• [Excerpt]:
···
It is possible to harden using various means after transfer by adding a functional group(s) and a sensitizer(s) to a resin and its composition, each of which constitutes a thin film. The functional group(s) and the sensitizer(s) are not particularly limited, specific examples of which are a hydroxyl group(s) and a multi-functional isocyanate(s) including a blocked isocyanate(s); a vinyl group(s) and a peroxide compound(s); a hydroxyl group(s) and a multi-functional acid anhydride(s); a carboxylic acid(s) and a multi-functional epoxy group(s); a hydroxyl group(s) and an epoxy group(s); and a carboxylic acid(s) and an oxazoline compound(s). These combinations may be selected depending upon a required functionality.

As a monomer forming a (meth)acrylic type resin, there can be mentioned, for example, (meth)acrylic acid esters such as methyl (meth)acrylate, ethyl (meth)acrylate, butyl (meth)acrylate, cyclohexyl (meth)acrylate, phenyl (meth)acrylate, benzyl (meth)acrylate, 2-ethylhexyl (meth)acrylate, and 2-hydroxyethyl (meth)acrylate. These monomers may be used alone, or two or more kinds of these monomers may also be used in combination.

Also, in addition to the above monomers, to the extent that the gists of the first invention are not deteriorated, there may be copolymerized, for example, with unsaturated acids such as (meth)acrylic acid; styrene, butadiene, isoprene, α-methylstyrene, (meth)acrylonitrile, maleic anhydride, phenylmaleimide, and cyclohexylmaleimide. These monomers may be used alone, or two or more kinds of these monomers may also be used in combination.

The (meth)acrylic type resins may have a crosslink structure. As a crosslinking agent, there can be mentioned, for example, isocyanate compounds including blocked isocyantes; epoxy compounds; aziridine compounds; oxazoline compounds; and multifunctional acid anhydrides. These crosslinking agents may be used alone, or two or more kinds of these crosslinking agents may also be used in combination. In these crosslinking agents, isocyante compounds may particularly be preferred.

In the polymerization of a (meth)acrylic type resin, for example, a monomer having an antistatic property or a monomer having an ultraviolet absorption property can be copolymerized. Additionally, it is preferred to use a monomer having an ultraviolet absorption property described, for example, in Japanese Patent No. 2974943, Japanese Patent Laid-open Publications Nos. 2003-268048 and 2006-89535. Also, if necessary, various additives may be mixed in the polymerization system, including polymerization retardants, chain transfer agents, polymerization accelerators, defoaming agents, leveling agents, mold releasing agents, and surfactants.
···
• [Material shown]:

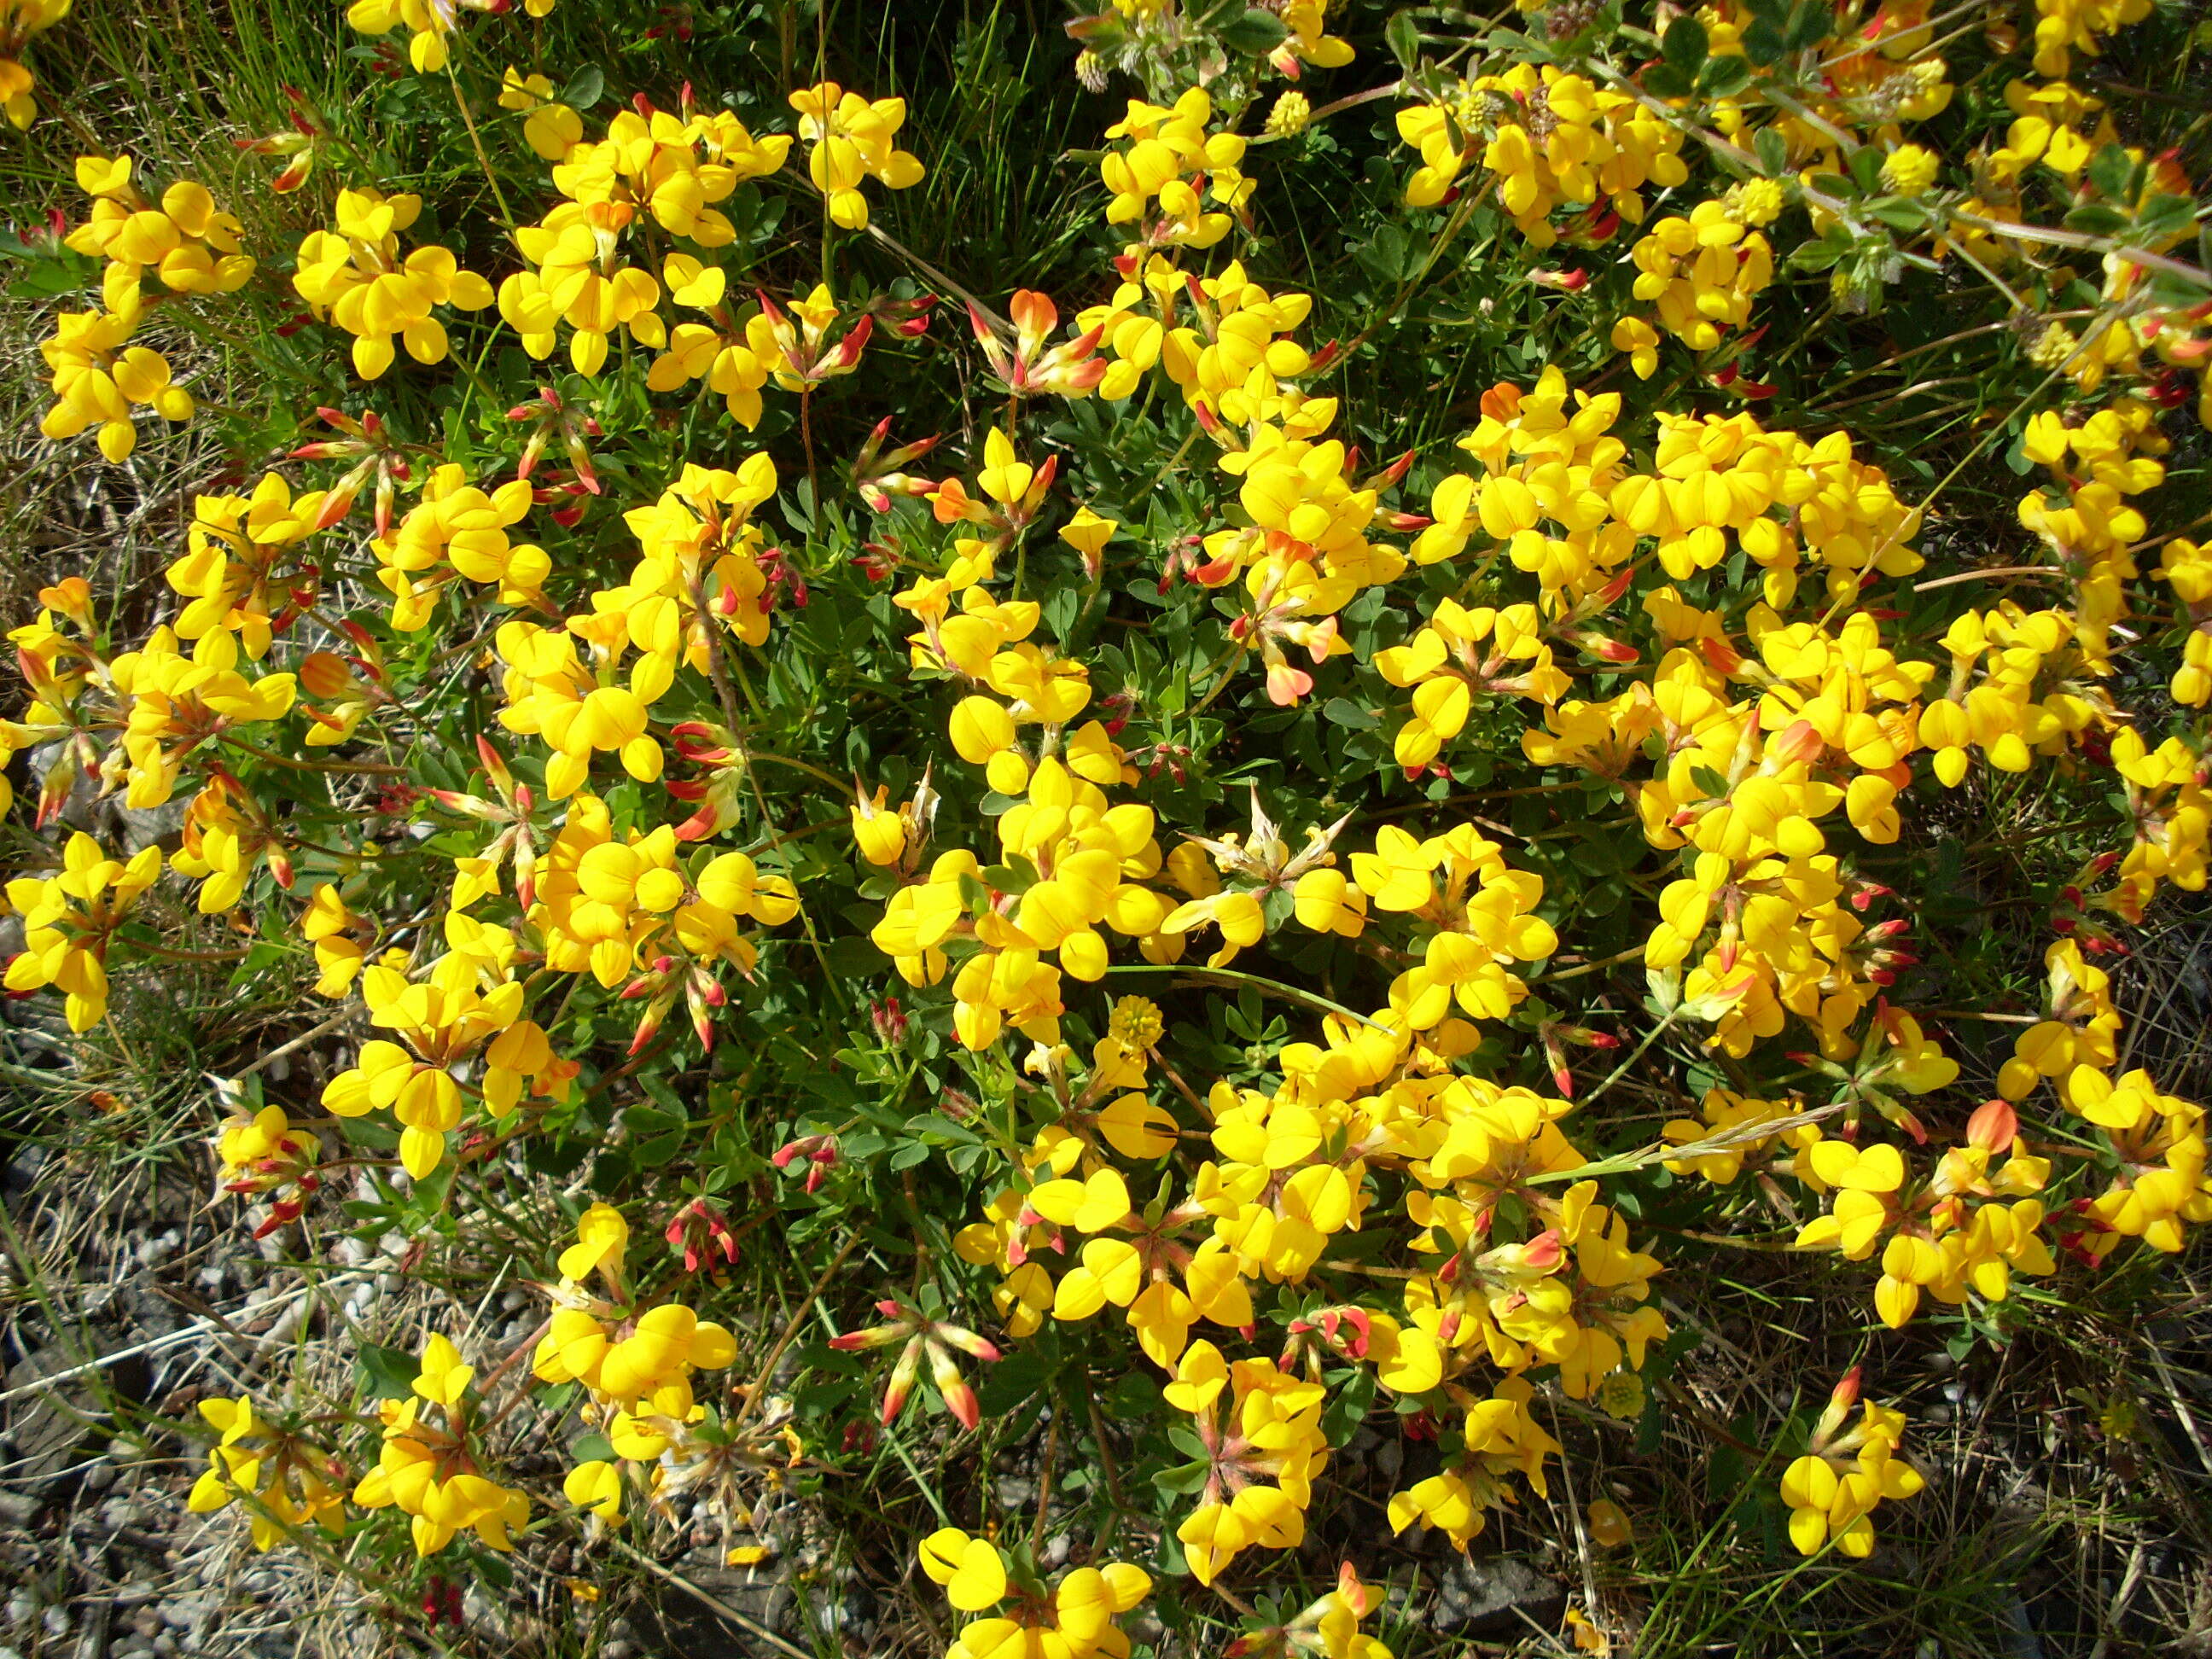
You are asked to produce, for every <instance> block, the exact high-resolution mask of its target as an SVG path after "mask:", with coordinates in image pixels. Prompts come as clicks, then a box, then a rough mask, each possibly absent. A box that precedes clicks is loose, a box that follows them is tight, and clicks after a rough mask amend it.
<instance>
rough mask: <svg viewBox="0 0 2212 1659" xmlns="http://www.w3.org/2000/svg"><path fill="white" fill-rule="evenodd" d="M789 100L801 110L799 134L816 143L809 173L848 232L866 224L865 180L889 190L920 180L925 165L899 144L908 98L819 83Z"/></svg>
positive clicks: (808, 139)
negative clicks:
···
• [Work instructions]:
[1] From the passage on (meth)acrylic type resins, output the words from "In the polymerization of" to "agents, and surfactants." unchanged.
[2] Go on with the passage on (meth)acrylic type resins, starting right after its final sentence.

• [Outputs in order]:
[1]
In the polymerization of a (meth)acrylic type resin, for example, a monomer having an antistatic property or a monomer having an ultraviolet absorption property can be copolymerized. Additionally, it is preferred to use a monomer having an ultraviolet absorption property described, for example, in Japanese Patent No. 2974943, Japanese Patent Laid-open Publications Nos. 2003-268048 and 2006-89535. Also, if necessary, various additives may be mixed in the polymerization system, including polymerization retardants, chain transfer agents, polymerization accelerators, defoaming agents, leveling agents, mold releasing agents, and surfactants.

[2]
As the method of polymerizing the above monomers, any of the heretofore known polymerization methods may be employed, such as bulk polymerization, solution polymerization, emulsification polymerization, suspension polymerization, and dispersion polymerization, although it is not particularly limited. In these polymerization methods, solution polymerization may particularly be preferred, in which a solvent having good solubility to additives such as antistatic agents and ultraviolet absorbing agents is used.

In the functional thermoplastic resin sheet of the first invention, in order for the sheet to exhibit various kinds of functionality, a thin film contains additives exhibiting these kinds of functionality, including antistatic agents, ultraviolet absorbing agents, fluorescent whiteners, and fine particles, or a thin film is composed of a thermoplastic resin exhibiting these kinds of functionality. For example, a thermoplastic sheet can be provided with a light resistance property when at least one layer of a thin film is composed by using, for example, an acrylic resin having an ultraviolet absorption property (e.g., HALS hybrid UV-G series available from Nippon Shokubai Co., Ltd.).

Also, to a thin film, additives may be added, including stabilizers, antioxidants, plasticizers, and dispersers. The amount of each of these additives to be added may appropriately be adjusted depending upon their kinds and the like, although it is not particularly limited.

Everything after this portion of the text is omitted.